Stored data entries
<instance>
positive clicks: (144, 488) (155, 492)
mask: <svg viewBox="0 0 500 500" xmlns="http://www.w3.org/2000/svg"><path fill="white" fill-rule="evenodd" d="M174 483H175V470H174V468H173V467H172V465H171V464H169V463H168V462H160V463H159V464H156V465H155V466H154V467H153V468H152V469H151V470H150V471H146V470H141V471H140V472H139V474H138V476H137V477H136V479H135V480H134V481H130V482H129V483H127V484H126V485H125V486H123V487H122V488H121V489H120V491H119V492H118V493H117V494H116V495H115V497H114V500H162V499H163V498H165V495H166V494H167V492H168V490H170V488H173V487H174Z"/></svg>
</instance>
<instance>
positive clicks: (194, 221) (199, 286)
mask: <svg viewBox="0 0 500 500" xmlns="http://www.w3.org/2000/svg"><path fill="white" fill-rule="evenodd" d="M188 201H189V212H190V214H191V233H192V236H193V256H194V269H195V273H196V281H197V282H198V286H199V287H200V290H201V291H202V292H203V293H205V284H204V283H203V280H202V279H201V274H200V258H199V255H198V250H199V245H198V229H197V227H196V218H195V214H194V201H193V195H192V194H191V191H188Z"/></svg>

__WHAT YOU WILL DO__: Reproduce each line of the entries above from the one containing "</instance>" through the last, exactly, and no other line.

__SOLUTION TO THE EXERCISE__:
</instance>
<instance>
positive clicks: (194, 221) (199, 286)
mask: <svg viewBox="0 0 500 500" xmlns="http://www.w3.org/2000/svg"><path fill="white" fill-rule="evenodd" d="M188 201H189V212H190V214H191V233H192V236H193V256H194V269H195V273H196V281H197V282H198V286H199V287H200V290H201V291H202V292H203V293H205V284H204V283H203V280H202V279H201V274H200V258H199V255H198V250H199V245H198V229H197V227H196V218H195V214H194V201H193V195H192V194H191V191H188Z"/></svg>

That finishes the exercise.